§ Exercise: For this exercise, the lines from the one with "Tag one point per instance of the man's eyebrow." through the end of the material below must be output exactly, without pictures.

§ Available data:
::::::

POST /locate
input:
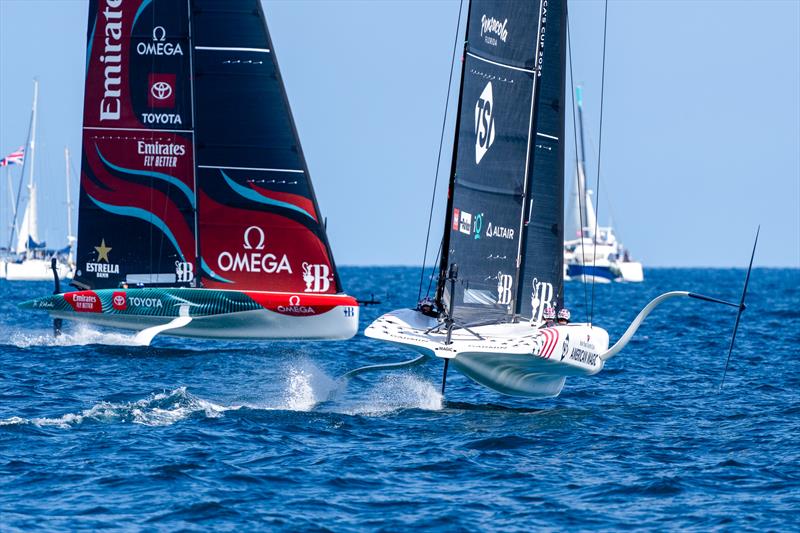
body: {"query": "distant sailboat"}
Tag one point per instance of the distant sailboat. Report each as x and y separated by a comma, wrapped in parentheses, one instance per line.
(197, 216)
(502, 254)
(592, 252)
(33, 259)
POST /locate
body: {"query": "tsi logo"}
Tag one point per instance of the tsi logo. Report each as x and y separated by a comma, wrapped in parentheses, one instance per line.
(185, 271)
(484, 123)
(541, 297)
(317, 277)
(253, 260)
(504, 284)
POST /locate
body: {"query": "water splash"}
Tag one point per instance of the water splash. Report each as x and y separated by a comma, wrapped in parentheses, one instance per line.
(306, 386)
(399, 391)
(161, 409)
(81, 335)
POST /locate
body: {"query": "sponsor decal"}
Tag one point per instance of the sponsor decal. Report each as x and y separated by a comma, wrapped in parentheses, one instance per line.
(253, 259)
(465, 223)
(149, 303)
(541, 297)
(492, 29)
(500, 232)
(84, 301)
(317, 277)
(162, 90)
(118, 301)
(582, 355)
(159, 46)
(110, 30)
(504, 284)
(160, 155)
(478, 225)
(184, 271)
(295, 308)
(484, 123)
(102, 268)
(565, 347)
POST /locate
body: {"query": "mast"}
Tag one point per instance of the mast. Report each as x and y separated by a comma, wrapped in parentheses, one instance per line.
(448, 213)
(70, 235)
(31, 131)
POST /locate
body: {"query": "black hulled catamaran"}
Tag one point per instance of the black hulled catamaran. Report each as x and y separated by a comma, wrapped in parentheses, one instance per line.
(502, 251)
(197, 214)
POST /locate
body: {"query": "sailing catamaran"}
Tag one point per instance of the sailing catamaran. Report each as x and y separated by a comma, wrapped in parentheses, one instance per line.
(502, 253)
(593, 254)
(32, 261)
(197, 216)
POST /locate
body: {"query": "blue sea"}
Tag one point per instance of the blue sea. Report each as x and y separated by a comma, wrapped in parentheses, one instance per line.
(96, 433)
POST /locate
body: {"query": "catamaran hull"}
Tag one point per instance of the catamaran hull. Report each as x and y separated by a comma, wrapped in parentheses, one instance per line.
(34, 270)
(516, 359)
(215, 314)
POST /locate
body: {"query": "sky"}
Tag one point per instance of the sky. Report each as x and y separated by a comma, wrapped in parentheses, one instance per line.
(700, 139)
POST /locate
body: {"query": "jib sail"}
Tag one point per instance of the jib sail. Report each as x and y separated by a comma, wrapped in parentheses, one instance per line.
(137, 197)
(192, 171)
(491, 170)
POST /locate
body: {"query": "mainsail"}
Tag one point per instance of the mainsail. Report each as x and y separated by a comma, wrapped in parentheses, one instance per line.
(192, 171)
(506, 185)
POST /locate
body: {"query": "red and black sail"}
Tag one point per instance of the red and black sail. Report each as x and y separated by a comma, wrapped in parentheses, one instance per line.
(192, 170)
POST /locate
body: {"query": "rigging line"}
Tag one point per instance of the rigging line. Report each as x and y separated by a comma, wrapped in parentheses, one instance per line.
(433, 267)
(599, 153)
(439, 157)
(580, 194)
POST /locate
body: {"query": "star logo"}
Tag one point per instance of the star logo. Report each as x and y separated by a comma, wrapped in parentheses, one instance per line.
(102, 251)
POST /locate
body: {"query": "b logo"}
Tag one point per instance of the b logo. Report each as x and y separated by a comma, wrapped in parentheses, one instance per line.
(484, 123)
(185, 271)
(504, 283)
(541, 297)
(317, 277)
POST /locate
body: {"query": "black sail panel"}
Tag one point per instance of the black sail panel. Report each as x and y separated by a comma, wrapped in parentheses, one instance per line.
(542, 277)
(259, 223)
(488, 186)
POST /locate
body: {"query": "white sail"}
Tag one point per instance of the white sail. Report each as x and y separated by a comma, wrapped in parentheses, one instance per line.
(30, 224)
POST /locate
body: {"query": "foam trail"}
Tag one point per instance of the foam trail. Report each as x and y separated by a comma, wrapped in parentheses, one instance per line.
(161, 409)
(306, 386)
(81, 335)
(400, 391)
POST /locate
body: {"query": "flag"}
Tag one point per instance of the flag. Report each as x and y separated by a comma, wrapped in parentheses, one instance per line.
(14, 158)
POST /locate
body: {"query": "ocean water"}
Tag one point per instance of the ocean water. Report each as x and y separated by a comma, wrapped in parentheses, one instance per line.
(96, 433)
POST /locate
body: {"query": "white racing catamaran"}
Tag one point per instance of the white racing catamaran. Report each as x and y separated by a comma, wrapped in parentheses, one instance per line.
(502, 252)
(197, 216)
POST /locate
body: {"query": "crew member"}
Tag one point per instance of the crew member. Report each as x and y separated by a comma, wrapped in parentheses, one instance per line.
(426, 307)
(549, 317)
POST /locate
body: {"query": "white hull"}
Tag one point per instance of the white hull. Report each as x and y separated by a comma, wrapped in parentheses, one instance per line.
(517, 359)
(34, 270)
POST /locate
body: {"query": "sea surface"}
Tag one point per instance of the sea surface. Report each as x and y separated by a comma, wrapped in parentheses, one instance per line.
(186, 434)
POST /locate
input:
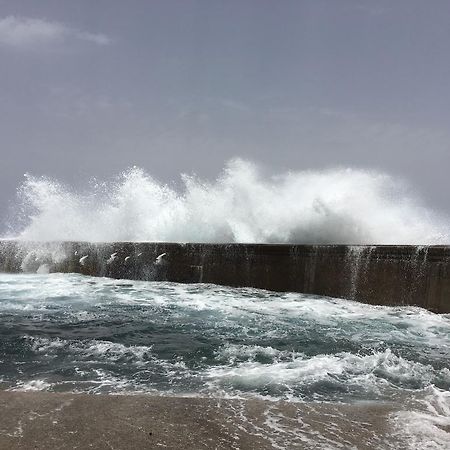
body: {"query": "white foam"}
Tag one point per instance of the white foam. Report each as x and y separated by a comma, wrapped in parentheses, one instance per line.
(242, 205)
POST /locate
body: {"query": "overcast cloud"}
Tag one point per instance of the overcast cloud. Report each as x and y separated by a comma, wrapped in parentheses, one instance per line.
(91, 88)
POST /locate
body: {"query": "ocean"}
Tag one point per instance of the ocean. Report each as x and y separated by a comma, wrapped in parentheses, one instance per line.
(73, 333)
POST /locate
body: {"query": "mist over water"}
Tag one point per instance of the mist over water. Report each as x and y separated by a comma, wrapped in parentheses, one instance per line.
(242, 205)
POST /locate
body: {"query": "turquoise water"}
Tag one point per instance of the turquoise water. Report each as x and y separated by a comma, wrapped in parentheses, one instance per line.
(69, 332)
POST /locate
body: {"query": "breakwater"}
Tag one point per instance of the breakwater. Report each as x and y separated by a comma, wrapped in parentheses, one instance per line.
(383, 275)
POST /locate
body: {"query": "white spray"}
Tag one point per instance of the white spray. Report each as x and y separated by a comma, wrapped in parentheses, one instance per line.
(323, 207)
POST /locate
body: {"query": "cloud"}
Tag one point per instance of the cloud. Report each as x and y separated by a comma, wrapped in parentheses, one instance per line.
(23, 32)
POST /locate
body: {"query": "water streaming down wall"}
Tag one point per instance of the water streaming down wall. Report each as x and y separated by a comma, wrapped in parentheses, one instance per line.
(384, 275)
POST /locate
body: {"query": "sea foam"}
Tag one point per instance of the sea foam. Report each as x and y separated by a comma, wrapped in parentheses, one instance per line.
(242, 205)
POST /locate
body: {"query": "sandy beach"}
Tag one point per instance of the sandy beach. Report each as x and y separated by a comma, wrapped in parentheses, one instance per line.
(41, 420)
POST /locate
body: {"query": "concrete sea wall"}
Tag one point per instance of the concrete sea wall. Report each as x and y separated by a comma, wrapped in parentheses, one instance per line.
(382, 275)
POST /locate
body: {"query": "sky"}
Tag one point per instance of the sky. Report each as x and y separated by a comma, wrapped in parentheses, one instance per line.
(181, 86)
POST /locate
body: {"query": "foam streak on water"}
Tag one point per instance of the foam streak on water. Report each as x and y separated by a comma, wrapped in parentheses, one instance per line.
(242, 205)
(73, 333)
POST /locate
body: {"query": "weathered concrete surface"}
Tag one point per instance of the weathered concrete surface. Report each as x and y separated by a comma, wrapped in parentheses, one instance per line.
(48, 421)
(384, 275)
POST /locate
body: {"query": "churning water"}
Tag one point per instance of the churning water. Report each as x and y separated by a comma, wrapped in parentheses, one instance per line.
(243, 205)
(67, 332)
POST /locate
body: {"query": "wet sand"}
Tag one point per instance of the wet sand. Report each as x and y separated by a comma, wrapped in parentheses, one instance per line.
(42, 420)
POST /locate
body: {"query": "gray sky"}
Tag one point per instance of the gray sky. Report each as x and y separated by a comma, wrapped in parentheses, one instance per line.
(91, 88)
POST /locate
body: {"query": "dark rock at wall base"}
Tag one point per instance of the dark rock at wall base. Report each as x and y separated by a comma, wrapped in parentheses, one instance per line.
(382, 275)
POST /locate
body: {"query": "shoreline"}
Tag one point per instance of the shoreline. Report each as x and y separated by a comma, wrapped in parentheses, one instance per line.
(47, 420)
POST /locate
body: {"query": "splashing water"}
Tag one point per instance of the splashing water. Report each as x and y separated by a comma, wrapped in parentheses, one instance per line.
(333, 206)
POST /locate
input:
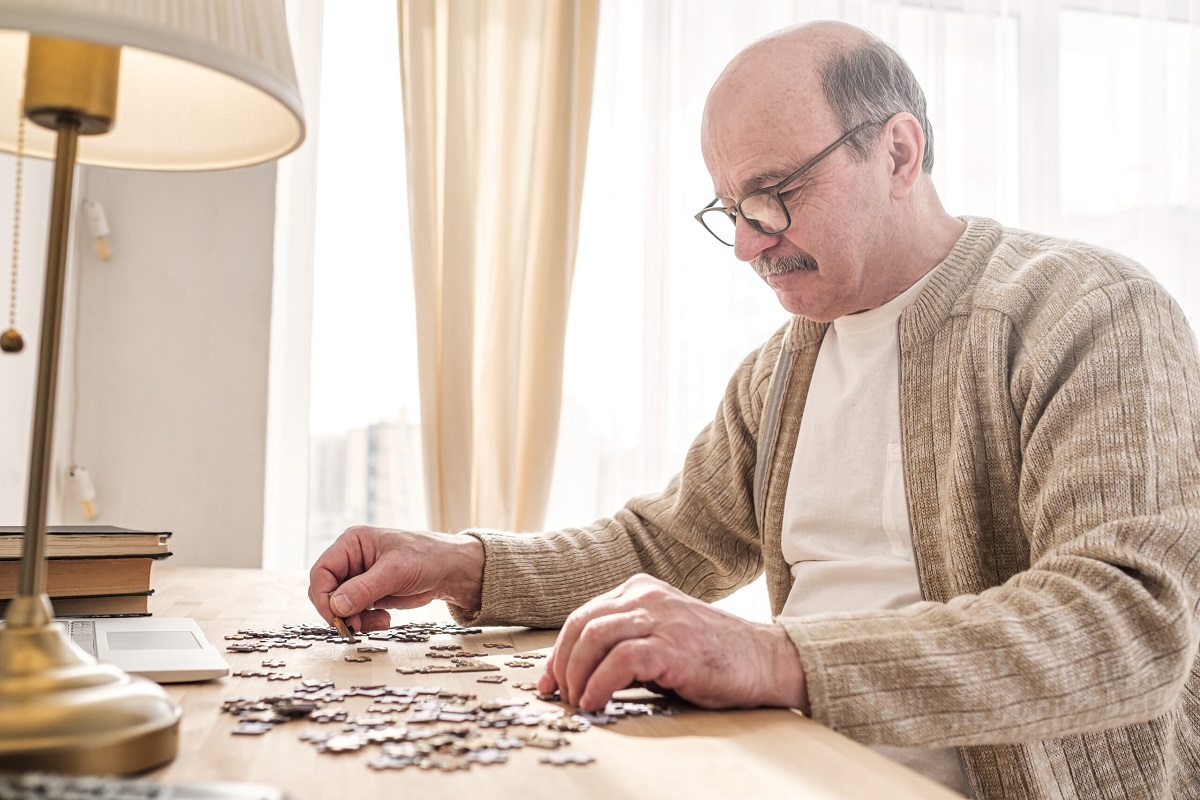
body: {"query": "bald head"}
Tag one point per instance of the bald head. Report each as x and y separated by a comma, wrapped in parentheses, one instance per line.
(816, 76)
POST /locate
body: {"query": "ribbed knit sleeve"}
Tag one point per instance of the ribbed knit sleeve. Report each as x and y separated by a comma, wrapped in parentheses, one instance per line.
(699, 534)
(1053, 463)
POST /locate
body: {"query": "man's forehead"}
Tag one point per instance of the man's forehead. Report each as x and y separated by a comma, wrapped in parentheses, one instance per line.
(747, 149)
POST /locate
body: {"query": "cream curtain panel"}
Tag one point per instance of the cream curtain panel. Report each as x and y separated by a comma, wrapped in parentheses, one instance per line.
(497, 100)
(1074, 118)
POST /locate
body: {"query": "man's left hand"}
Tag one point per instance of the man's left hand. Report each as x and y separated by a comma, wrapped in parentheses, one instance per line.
(647, 631)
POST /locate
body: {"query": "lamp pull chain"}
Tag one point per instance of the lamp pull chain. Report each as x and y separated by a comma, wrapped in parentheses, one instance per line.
(11, 341)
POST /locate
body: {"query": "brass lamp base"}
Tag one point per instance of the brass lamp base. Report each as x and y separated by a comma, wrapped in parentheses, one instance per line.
(61, 711)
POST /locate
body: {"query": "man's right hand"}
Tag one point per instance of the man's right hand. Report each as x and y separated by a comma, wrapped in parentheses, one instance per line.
(369, 570)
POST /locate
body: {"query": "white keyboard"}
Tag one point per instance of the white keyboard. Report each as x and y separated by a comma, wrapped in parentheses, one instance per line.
(43, 786)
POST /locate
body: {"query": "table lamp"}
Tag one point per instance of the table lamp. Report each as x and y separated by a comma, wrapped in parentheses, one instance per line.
(144, 84)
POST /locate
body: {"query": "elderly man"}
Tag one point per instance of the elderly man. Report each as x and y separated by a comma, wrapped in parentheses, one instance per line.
(969, 467)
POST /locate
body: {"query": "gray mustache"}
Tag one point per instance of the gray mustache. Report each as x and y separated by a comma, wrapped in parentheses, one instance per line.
(766, 265)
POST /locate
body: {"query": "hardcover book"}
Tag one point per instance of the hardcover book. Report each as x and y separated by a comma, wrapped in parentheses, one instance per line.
(87, 541)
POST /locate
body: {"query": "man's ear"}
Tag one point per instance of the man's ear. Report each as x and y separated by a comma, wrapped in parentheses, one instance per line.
(905, 148)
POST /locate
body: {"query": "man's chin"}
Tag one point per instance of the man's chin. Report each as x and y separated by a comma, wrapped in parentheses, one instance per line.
(796, 298)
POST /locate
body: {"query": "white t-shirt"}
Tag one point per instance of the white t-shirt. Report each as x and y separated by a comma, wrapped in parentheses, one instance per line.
(846, 531)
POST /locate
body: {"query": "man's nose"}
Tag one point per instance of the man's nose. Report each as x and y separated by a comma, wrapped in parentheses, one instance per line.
(749, 242)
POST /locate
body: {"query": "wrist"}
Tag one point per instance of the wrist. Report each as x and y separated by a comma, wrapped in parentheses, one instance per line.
(465, 573)
(786, 681)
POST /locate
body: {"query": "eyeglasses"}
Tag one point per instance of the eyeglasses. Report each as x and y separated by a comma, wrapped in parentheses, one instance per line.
(763, 209)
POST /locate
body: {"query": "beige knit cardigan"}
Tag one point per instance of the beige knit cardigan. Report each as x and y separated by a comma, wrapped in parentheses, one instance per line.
(1049, 400)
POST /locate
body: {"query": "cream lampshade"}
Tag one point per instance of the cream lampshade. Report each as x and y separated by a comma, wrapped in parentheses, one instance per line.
(142, 84)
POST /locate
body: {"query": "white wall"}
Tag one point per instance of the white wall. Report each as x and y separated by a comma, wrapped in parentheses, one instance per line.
(172, 372)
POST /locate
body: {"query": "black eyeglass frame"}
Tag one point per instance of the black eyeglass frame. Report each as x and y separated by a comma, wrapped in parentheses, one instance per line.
(774, 191)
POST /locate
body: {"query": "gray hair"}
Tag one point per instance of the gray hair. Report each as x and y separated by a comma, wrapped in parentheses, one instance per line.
(871, 83)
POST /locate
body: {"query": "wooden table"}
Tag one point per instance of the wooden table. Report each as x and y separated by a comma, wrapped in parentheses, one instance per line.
(696, 753)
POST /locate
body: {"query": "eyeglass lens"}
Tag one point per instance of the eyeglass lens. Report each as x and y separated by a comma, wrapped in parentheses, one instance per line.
(765, 210)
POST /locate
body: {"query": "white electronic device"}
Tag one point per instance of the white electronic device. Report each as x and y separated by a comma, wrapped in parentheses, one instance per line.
(167, 650)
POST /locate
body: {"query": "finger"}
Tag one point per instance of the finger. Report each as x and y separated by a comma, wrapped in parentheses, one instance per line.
(555, 677)
(547, 684)
(627, 662)
(360, 591)
(595, 641)
(373, 619)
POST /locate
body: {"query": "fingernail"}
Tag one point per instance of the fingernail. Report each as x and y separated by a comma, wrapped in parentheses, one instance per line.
(341, 605)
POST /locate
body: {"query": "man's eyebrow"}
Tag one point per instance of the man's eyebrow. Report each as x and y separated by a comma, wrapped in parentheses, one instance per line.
(759, 181)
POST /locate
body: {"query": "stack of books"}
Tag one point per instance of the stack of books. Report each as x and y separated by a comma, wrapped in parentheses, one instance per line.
(90, 570)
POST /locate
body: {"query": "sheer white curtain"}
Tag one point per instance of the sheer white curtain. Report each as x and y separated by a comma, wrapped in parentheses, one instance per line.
(1079, 119)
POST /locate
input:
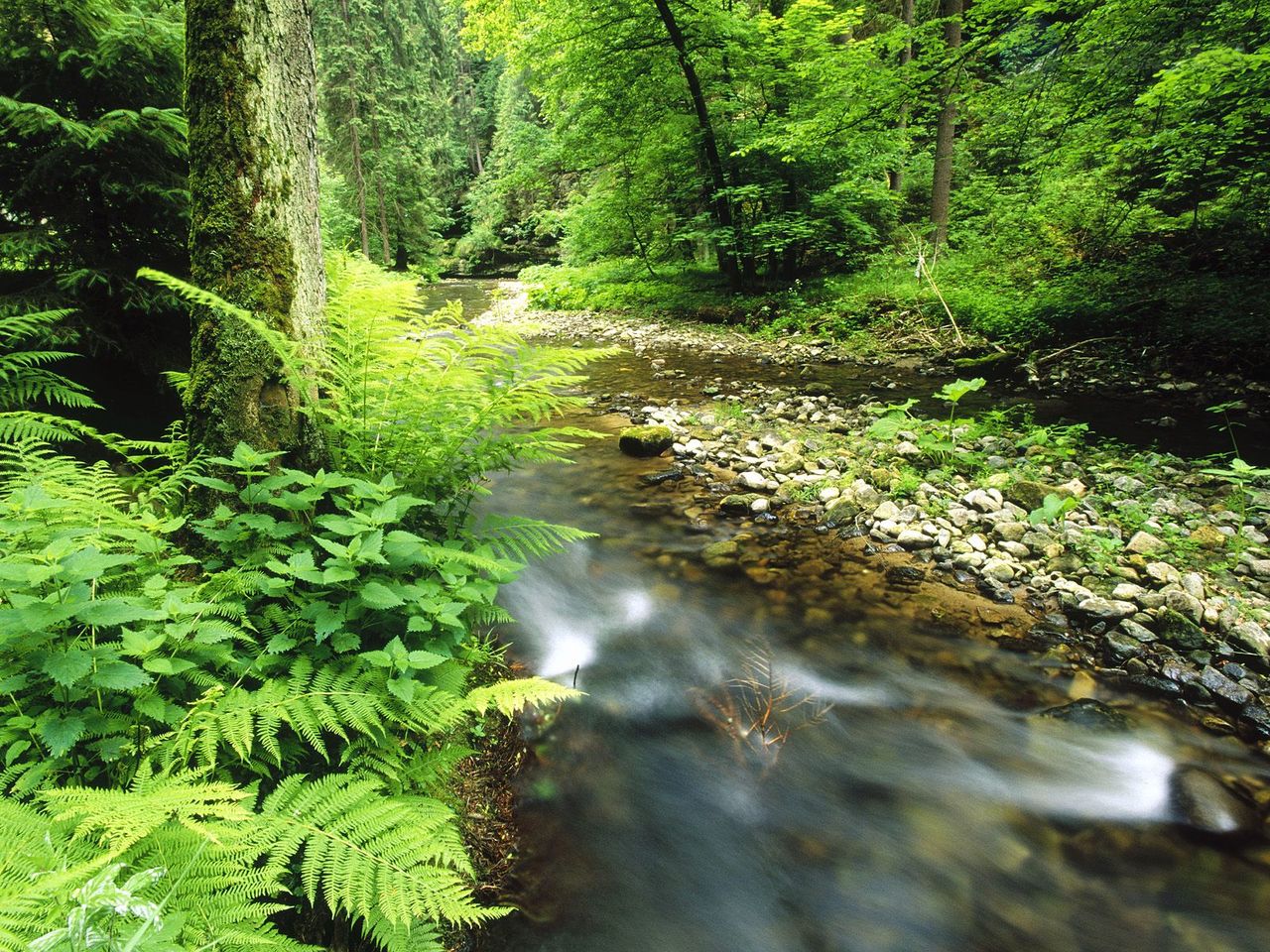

::::::

§ Answer to this exercise:
Tag one point per instance of the man's eyebrow. Report each as x and y separated by a comma, wrapped in parentheses, one instance per line.
(759, 181)
POST /locate
body: {"query": "stack of books"}
Tag one point per instance of the stack of books. Report each as x and y separated by a comma, wrapped in parentheses, one instance per line.
(90, 570)
POST /locate
body: {"query": "sheer white curtain"}
Tag one point per instance of the sheer white curtain. Report each as x and y separated by a comma, wrapped in parentheses, one instance per line.
(1079, 119)
POST /locate
input:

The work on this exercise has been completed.